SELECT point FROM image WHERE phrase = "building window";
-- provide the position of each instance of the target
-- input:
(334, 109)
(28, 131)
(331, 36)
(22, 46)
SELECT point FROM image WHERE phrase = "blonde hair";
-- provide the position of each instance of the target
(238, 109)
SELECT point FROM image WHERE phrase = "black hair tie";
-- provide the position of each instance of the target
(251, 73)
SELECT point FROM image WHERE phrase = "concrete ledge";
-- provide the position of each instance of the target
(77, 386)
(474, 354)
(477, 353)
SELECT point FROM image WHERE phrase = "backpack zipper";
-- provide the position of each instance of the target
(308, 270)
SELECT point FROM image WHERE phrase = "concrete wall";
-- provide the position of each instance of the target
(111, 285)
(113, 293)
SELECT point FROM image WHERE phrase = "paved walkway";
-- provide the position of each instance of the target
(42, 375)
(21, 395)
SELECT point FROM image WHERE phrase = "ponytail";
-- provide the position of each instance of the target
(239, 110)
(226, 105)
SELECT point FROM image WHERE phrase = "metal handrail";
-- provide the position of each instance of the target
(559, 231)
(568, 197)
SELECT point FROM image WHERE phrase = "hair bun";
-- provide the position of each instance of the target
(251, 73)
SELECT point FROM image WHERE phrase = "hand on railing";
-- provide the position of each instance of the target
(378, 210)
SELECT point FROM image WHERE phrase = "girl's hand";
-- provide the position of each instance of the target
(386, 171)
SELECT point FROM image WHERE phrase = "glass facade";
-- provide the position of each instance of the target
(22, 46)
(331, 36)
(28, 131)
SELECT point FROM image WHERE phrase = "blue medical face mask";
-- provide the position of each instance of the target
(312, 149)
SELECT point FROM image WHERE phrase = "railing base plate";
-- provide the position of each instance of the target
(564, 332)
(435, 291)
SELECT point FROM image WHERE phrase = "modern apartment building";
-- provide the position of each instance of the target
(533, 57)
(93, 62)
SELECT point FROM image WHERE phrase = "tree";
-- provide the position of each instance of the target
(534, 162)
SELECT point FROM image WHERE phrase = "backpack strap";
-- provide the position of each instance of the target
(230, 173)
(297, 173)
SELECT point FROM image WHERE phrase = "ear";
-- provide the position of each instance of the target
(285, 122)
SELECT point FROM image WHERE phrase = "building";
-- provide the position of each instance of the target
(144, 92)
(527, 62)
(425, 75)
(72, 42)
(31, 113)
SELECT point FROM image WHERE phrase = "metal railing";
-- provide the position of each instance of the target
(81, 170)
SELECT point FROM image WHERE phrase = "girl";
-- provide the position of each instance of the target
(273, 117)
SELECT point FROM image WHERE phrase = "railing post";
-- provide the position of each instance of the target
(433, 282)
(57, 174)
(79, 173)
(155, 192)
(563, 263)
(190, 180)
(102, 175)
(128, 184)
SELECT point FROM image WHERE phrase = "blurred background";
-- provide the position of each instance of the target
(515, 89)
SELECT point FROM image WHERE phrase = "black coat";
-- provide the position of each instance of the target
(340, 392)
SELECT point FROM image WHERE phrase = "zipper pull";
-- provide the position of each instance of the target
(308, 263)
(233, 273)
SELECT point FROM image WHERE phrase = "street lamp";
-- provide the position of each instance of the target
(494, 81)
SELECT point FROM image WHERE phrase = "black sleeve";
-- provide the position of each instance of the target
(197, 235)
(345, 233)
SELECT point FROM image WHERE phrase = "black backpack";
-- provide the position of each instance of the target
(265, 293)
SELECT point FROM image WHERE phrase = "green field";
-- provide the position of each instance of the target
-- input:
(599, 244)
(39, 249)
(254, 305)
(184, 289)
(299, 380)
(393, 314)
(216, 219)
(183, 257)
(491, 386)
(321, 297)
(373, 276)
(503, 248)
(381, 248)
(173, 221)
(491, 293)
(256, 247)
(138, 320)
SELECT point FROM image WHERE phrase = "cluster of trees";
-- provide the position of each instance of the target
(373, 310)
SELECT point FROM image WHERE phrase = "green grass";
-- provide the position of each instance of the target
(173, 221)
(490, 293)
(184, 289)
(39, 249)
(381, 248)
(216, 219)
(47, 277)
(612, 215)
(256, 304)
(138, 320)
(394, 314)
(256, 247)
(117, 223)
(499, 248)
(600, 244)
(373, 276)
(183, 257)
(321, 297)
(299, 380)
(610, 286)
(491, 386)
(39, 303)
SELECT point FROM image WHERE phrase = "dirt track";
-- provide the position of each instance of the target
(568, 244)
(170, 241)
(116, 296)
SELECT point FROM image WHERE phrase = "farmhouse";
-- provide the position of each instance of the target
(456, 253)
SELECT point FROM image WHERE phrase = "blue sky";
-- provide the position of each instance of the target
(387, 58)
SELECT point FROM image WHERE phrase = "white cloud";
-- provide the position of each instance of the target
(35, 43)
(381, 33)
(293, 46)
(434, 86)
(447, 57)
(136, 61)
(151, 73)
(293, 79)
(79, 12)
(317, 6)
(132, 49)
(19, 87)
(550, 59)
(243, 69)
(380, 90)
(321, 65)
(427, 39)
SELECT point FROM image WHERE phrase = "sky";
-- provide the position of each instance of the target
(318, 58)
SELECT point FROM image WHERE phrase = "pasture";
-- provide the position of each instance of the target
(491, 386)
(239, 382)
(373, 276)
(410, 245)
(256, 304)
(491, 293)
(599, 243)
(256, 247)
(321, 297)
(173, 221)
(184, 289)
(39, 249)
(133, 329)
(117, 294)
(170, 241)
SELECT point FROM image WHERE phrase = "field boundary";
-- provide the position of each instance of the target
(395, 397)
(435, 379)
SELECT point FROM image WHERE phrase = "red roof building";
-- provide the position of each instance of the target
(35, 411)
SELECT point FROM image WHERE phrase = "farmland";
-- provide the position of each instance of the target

◆ ◆ ◆ ◆ ◆

* GOAL: Print the listing above in its entirety, with every line exact.

* THE SOLUTION:
SELECT point FROM image WHERE phrase = "building window";
-- provide the position of each instance of the target
-- input:
(334, 109)
(28, 131)
(331, 36)
(22, 46)
SELECT point FROM image WHERE phrase = "blonde hair";
-- provide the position of each instance of the target
(238, 109)
SELECT point FROM image WHERE phrase = "black hair tie";
-- provide the position of each instance of the target
(251, 73)
SELECT point FROM image WHERE phrase = "concrete ledge";
-- provide the position of each instance of the target
(77, 386)
(474, 354)
(477, 353)
SELECT point FROM image WHERE phrase = "backpack zipper";
-- provide the position of each instance of the target
(308, 270)
SELECT point FROM image WHERE phrase = "concrete wall";
-- provide the position of each instance of the target
(111, 285)
(113, 293)
SELECT point FROM image WHERE phrase = "paved walkway";
-- provide the position of each instance of the target
(42, 375)
(21, 395)
SELECT point FROM image WHERE phrase = "ponytail";
-- provide the position of each instance of the target
(239, 110)
(226, 105)
SELECT point FROM image WHERE phrase = "metal handrail";
-- provide the position of each instance of the target
(559, 231)
(568, 197)
SELECT point FROM image WHERE phrase = "hair bun";
-- provide the position of each instance of the target
(251, 73)
SELECT point FROM image WHERE phrase = "hand on railing";
-- provide the position of each instance of the target
(378, 210)
SELECT point FROM image WHERE phrase = "girl's hand";
-- provide the position of each instance of the target
(386, 171)
SELECT point FROM image WHERE phrase = "glass facade";
-- provide the position of each instance of the target
(22, 46)
(331, 36)
(28, 131)
SELECT point FROM image WHERE phrase = "blue medical face mask";
-- provide the position of each instance of the target
(312, 149)
SELECT point FROM image WHERE phrase = "railing base plate";
-- provide the position of each instance of the target
(564, 332)
(435, 291)
SELECT point FROM image WHERE phrase = "modern apartment building";
-- provide the position of each instance of the target
(533, 57)
(93, 62)
SELECT point FROM image WHERE phrase = "tree";
-- provide the position of each instance of the target
(534, 162)
SELECT point FROM image WHERE phrase = "backpack strap";
-- provide the position of each instance of the target
(230, 173)
(297, 173)
SELECT point FROM image WHERE phrase = "ear";
-- provide the position of each instance of the target
(285, 122)
SELECT point FROM image WHERE phrase = "building";
-- provide the position of each instance of the target
(144, 92)
(527, 62)
(425, 75)
(72, 42)
(31, 113)
SELECT point FROM image WHERE phrase = "metal railing";
-- provide the position of each instance of the target
(81, 170)
SELECT point FROM image WHERE phrase = "girl";
-- provide the position of each instance of the target
(273, 117)
SELECT point FROM image WHERE phrase = "railing post";
-- provide the position of each instance of the target
(433, 282)
(57, 174)
(79, 173)
(155, 192)
(563, 263)
(190, 180)
(102, 175)
(128, 184)
SELECT point FROM image WHERE phrase = "blurred background";
-- provide the position of each instance of the target
(515, 89)
SELECT point FROM image WHERE phrase = "black coat";
-- provide the position of each instance of the target
(340, 392)
SELECT point FROM image WHERE phrase = "zipper pull";
-- provide the position of each instance of the target
(308, 263)
(233, 273)
SELECT point FROM image WHERE phrase = "street lamp";
-- provide the position of each instance of the target
(494, 81)
SELECT point FROM image WHERE phrase = "black sleeve";
-- provide the position of each instance of the target
(197, 235)
(345, 233)
SELECT point FROM image WHERE phrase = "black backpack";
-- provide the position of each instance of the target
(265, 293)
SELECT point FROM image WHERE phrase = "green field";
-- provide the position of each instance of the target
-- input:
(599, 244)
(39, 249)
(254, 305)
(184, 289)
(299, 380)
(393, 314)
(216, 219)
(183, 257)
(491, 386)
(321, 297)
(373, 276)
(503, 248)
(381, 248)
(173, 221)
(491, 293)
(256, 247)
(138, 320)
SELECT point FROM image WHERE phrase = "cluster of trees";
-- provide the position of each instance of the target
(373, 310)
SELECT point FROM image WHERE phrase = "green grass";
-- provide the position of each instance of the target
(173, 221)
(490, 293)
(184, 289)
(39, 249)
(381, 248)
(216, 219)
(47, 277)
(612, 215)
(256, 304)
(138, 320)
(394, 314)
(256, 247)
(117, 223)
(499, 248)
(600, 244)
(373, 276)
(183, 257)
(321, 297)
(299, 380)
(610, 286)
(491, 386)
(39, 303)
SELECT point FROM image WHERE phrase = "dirt track";
-- provide the position of each instance of the target
(568, 244)
(170, 241)
(116, 296)
SELECT point FROM image WHERE phrase = "farmhouse";
-- provide the position of each instance of the target
(456, 253)
SELECT point FROM image WHERE phrase = "blue sky";
-- provide the position of each instance of the target
(387, 58)
SELECT point FROM image WHERE phrase = "white cloud";
-- provide the position of each instance of the target
(35, 43)
(381, 33)
(293, 46)
(434, 86)
(447, 57)
(136, 61)
(151, 73)
(293, 79)
(79, 12)
(317, 6)
(132, 49)
(19, 87)
(550, 59)
(243, 69)
(380, 90)
(321, 65)
(427, 39)
SELECT point FROM image WHERE phrase = "sky";
-- provide the position of each instance of the target
(318, 58)
SELECT point FROM image WHERE phrase = "pasture";
-- provide the position of each instance of the target
(491, 386)
(239, 382)
(373, 276)
(410, 245)
(256, 304)
(491, 293)
(599, 243)
(256, 247)
(321, 297)
(173, 221)
(184, 289)
(39, 249)
(133, 329)
(117, 294)
(170, 241)
SELECT point FROM image WHERE phrase = "field boundary";
-- provide the position of each instance of the target
(395, 397)
(435, 379)
SELECT point FROM image WHERE phrase = "red roof building";
-- provide the position of each instance of the target
(35, 411)
SELECT point FROM image WHERE phrase = "farmland";
-- provide the position of each instance of the target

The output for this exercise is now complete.